**YOUR INSTRUCTIONS:** Convert the material below into a two-column CSV with the header row text,answer. Each row should pair one sentence from the material with the coordinate lines that follow it, with each value in a single double-quoted field and line breaks replaced by spaces.

* begin *

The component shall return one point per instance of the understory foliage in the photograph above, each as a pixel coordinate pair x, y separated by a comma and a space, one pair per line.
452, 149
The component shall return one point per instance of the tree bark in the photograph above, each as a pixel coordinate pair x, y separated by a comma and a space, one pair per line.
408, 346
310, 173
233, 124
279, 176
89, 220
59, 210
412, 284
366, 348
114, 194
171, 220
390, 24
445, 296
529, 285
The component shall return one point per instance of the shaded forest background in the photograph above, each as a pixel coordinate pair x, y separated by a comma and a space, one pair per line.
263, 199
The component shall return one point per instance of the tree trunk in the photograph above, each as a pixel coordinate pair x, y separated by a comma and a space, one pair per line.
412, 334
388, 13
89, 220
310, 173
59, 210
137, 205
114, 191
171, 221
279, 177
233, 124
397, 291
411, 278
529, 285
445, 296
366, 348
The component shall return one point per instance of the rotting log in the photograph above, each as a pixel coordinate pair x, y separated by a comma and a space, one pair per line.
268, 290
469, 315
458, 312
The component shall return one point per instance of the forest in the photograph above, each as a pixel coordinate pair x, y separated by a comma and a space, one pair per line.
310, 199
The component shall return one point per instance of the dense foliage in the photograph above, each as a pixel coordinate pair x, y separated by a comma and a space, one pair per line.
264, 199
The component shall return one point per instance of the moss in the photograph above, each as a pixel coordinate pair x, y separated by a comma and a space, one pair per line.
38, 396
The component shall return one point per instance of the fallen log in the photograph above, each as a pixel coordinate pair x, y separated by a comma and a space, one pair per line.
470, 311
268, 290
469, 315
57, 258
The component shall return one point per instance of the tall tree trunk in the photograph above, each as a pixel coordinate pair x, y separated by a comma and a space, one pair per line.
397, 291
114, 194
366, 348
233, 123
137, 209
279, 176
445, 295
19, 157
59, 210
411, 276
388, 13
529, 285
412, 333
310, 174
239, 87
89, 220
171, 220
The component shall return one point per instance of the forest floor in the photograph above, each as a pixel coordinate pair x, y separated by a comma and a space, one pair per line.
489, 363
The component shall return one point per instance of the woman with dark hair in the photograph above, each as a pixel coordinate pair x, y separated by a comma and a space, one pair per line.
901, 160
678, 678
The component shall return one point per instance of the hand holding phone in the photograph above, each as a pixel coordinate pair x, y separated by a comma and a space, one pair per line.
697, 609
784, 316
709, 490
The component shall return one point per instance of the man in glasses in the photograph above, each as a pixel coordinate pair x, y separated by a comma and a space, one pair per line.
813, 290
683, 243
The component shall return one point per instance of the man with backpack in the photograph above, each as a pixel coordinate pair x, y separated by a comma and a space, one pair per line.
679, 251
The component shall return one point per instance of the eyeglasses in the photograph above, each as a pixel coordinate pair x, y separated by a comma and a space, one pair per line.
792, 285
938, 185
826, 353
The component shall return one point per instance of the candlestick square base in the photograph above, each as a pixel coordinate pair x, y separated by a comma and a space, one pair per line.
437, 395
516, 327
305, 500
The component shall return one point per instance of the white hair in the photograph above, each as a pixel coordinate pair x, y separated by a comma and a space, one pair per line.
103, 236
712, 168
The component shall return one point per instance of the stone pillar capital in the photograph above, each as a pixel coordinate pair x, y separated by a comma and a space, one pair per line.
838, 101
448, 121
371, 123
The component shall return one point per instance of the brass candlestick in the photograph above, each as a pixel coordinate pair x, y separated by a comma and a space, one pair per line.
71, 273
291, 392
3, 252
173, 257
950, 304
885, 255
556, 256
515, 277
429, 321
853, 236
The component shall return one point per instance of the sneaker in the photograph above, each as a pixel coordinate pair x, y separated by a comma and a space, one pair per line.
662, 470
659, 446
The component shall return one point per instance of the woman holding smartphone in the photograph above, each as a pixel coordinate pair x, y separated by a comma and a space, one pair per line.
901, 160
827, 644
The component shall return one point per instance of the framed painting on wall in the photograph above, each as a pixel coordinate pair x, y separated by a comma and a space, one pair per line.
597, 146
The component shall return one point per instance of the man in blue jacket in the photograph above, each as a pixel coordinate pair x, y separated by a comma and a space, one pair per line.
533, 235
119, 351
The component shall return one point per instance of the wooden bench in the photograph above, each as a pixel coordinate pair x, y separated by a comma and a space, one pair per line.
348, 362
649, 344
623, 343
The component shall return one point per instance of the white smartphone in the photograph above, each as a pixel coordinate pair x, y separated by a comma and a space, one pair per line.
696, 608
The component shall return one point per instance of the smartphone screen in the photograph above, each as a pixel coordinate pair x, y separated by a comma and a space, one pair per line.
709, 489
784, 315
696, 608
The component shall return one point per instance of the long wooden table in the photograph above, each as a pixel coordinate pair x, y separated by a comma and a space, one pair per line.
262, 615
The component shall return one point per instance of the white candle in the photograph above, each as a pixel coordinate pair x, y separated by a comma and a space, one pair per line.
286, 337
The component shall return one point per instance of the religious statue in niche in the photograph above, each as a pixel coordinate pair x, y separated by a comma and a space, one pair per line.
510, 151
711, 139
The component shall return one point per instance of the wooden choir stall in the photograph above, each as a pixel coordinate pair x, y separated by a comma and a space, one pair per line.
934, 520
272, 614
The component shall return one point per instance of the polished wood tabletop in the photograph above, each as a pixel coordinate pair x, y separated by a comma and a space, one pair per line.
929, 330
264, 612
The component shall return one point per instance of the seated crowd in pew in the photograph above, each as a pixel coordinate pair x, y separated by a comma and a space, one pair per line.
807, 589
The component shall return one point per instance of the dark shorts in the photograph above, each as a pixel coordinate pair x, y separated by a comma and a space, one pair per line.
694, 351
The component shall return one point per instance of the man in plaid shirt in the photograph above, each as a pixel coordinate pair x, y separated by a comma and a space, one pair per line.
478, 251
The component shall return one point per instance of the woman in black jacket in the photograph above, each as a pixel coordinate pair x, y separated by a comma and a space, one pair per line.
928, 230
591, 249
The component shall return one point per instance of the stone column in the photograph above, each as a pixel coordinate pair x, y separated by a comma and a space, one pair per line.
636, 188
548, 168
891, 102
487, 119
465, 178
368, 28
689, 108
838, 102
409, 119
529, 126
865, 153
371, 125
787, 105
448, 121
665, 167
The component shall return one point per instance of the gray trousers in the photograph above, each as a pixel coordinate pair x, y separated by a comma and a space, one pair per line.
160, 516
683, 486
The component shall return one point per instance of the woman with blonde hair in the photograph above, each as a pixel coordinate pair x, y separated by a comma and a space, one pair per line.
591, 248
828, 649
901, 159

* end *

**ANSWER TO THIS TASK:**
text,answer
"The component shall return one point per instance of the understory foliage in the photograph above, each as a pixel coordinate pair x, y separated by a comma and a space, one pair per line.","452, 149"
"The component shall return one point per instance of the tree bark in the photograph above, each as a pixel coordinate pair x, y separated by a comma and a space, one pair per line.","408, 346 310, 173 233, 124 279, 176 89, 220 59, 210 412, 284 366, 348 114, 194 171, 220 390, 24 445, 296 529, 285"
"The component shall return one point per instance of the shaded forest background in the photograph above, each as a pixel coordinate pair x, y separated by a comma and a space, one pair per line.","263, 199"
"The component shall return one point per instance of the tree trunk in the photograph above, each as a pixel coordinate pair x, y separated by a comma and a space, one pair per line.","412, 334 388, 13 89, 220 310, 173 59, 210 137, 205 114, 191 171, 221 279, 177 233, 124 397, 291 411, 278 529, 285 445, 296 366, 348"
"The component shall return one point per instance of the rotting log in the photograph above, each as a pixel coordinate pair x, y separated by a comma and a space, one pair per line.","268, 290 469, 315 458, 312"
"The component shall return one point per instance of the forest in the photograph above, each as a pixel coordinate pair x, y separated by a comma and a space, one pair per line.","310, 199"
"The component shall return one point per instance of the dense foliage in the photograph above, each as a pixel coordinate pair x, y separated by a comma and a space, one pair per line.","264, 199"
"The component shall return one point per instance of the moss in the photograph above, each as a pixel coordinate pair x, y separated by a comma and a space, one pair per line.","38, 396"
"The component shall return one point per instance of the fallen log in the photograph above, each as a pixel coordinate pair x, y separated by a comma and a space, one pair per line.","470, 311 268, 290 469, 315 57, 258"
"The component shall return one point per instance of the tall tree trunk in the photograph above, each as a pixel coordinate pair x, y separated by a comma and a space, one pair per line.","397, 291 114, 194 366, 348 233, 123 137, 209 279, 176 445, 295 19, 157 59, 210 411, 276 388, 13 529, 285 412, 333 310, 174 239, 87 89, 220 171, 220"
"The component shall return one point per instance of the forest floor in the photograph above, each as a pixel coordinate pair x, y separated by a comma and a space, one pair per line.","489, 363"
"The component shall return one point per instance of the woman with dark hair in the photograph above, each as a pixel coordinate pair x, y separated by a comma and a space, one pair per line.","901, 160 678, 678"
"The component shall return one point per instance of the hand holding phone in the photograph above, each as a pixel coordinate pair x, y separated by a comma and a space, one pair per line.","697, 609 784, 316 709, 490"
"The component shall return one point per instance of the man in glasses in the photograph above, each as a pixel coordinate pair x, y separated by a comma and a space, one pair per line.","813, 290 683, 243"
"The component shall return one point per instance of the man with backpack in the photograph above, each as a pixel coordinate pair x, y separated by a comma and a space, one pair per line.","679, 251"
"The component shall return one point per instance of the eyeglasses in the photograph above, each as a pixel coordinate pair x, y separated by a comma and a space, one pair per line.","792, 285 938, 185 826, 353"
"The component shall return one point per instance of the candlestick square base in the photograph above, each as a pixel coordinate pair x, y separated by a comma and a space, one pair per line.","437, 395 516, 327 305, 500"
"The component shall return one point per instance of the white hair in the photograph above, each as a pixel coordinate pair x, y separated by a comma and a space, one pair per line.","103, 236 712, 168"
"The component shall return one point per instance of the stone pillar capital in the photograph above, each as a pixel coordinate pair x, y separated by a comma and a space, one pair per line.","838, 101 448, 121 371, 123"
"The component shall return one point per instance of the brass candlestick in the photograph above, each as a pixel coordinate pair x, y separated by a comma and a space, one pair per line.","71, 273 291, 392 3, 252 173, 257 950, 304 885, 255 556, 256 515, 277 429, 321 853, 236"
"The component shall return one point per instance of the sneaker in the photograph above, each as a pixel coordinate pair x, y separated by a comma and a space, one pair per line.","662, 470 659, 446"
"The component shall return one point per instance of the woman holding smartphone in the photograph above, each as a pixel coordinate pair x, y separated by a comma and a space, one pair per line.","901, 160 827, 644"
"The component shall return one point per instance of the framed painting on wall in the photograph above, each as a pixel coordinate pair x, y separated by a comma and a space, one pair per line.","597, 146"
"The component shall return one point per instance of the man in blue jacket in the photograph above, each as a pixel coordinate pair x, y separated by a comma and a space, one pair per line.","533, 235 119, 351"
"The component shall return one point per instance of the wooden bench in the photograph above, each as a pixel coordinate pair x, y separated by a comma and a space, one pair per line.","348, 362 649, 344 623, 343"
"The component shall return one point per instance of the white smartphone in the photograph above, each as a pixel coordinate pair x, y separated by a comma and a space, one pair per line.","696, 608"
"The component shall return one point per instance of the smartphone screen in the photograph above, each as a pixel coordinate pair x, y separated by a comma and a space, one pair per line.","709, 489 784, 315 696, 608"
"The component shall return one point per instance of the long wooden table in the photograph above, each as a pixel coordinate pair x, y separated by a comma and a space, one pair per line.","262, 615"
"The component shall return one point per instance of the white candle in the photograph above, each as a pixel coordinate pair x, y separated by a comma and a space, one pair per line.","286, 337"
"The component shall return one point per instance of the religious statue in niche in the photograph above, each as a pixel coordinate pair x, y separated by a comma and a space, one pair per line.","510, 151 711, 139"
"The component shall return one point per instance of the wooden choir stall in the photograph above, each as a pixel coordinate pair x, y separated by a comma and a space, one pair per line.","934, 520 272, 614"
"The component shall return one point per instance of the polished wood tabletop in the photograph above, each as a pixel coordinate pair x, y separated by a comma and a space, one pair per line.","929, 330 264, 612"
"The component shall return one point per instance of the seated crowd in pew in the photograph above, each as a pixel coordinate pair x, y separated by a comma and a space, one pair per line.","807, 589"
"The component shall return one point per instance of the dark shorts in the photograph above, each as a pixel coordinate pair x, y separated by a comma and a space, one pair per line.","694, 351"
"The component shall return one point per instance of the man in plaid shirt in the photograph above, each as a pixel coordinate pair x, y separated by a comma and a space, one pair per line.","478, 251"
"The component shall return one point per instance of the woman in black jacket in the photograph above, each as a pixel coordinate pair x, y separated by a comma and a space, one pair per line.","928, 230 591, 249"
"The component shall return one point per instance of the stone column in the photograph above, each as a pixel coordinate pair x, y separated by a comma and a space, one pair per line.","636, 188 548, 168 891, 102 487, 119 465, 178 368, 28 689, 108 838, 102 409, 119 529, 126 865, 153 371, 125 787, 105 448, 121 665, 167"
"The component shall return one point per instance of the gray trousers in the photograph above, each as a pixel coordinate pair x, y separated by a comma and a space, one pair per line.","160, 516 683, 486"
"The component shall return one point per instance of the woman with blonde hair in the photograph above, each as a pixel coordinate pair x, y separated by a comma and a space, one pair per line.","591, 248 828, 649 901, 159"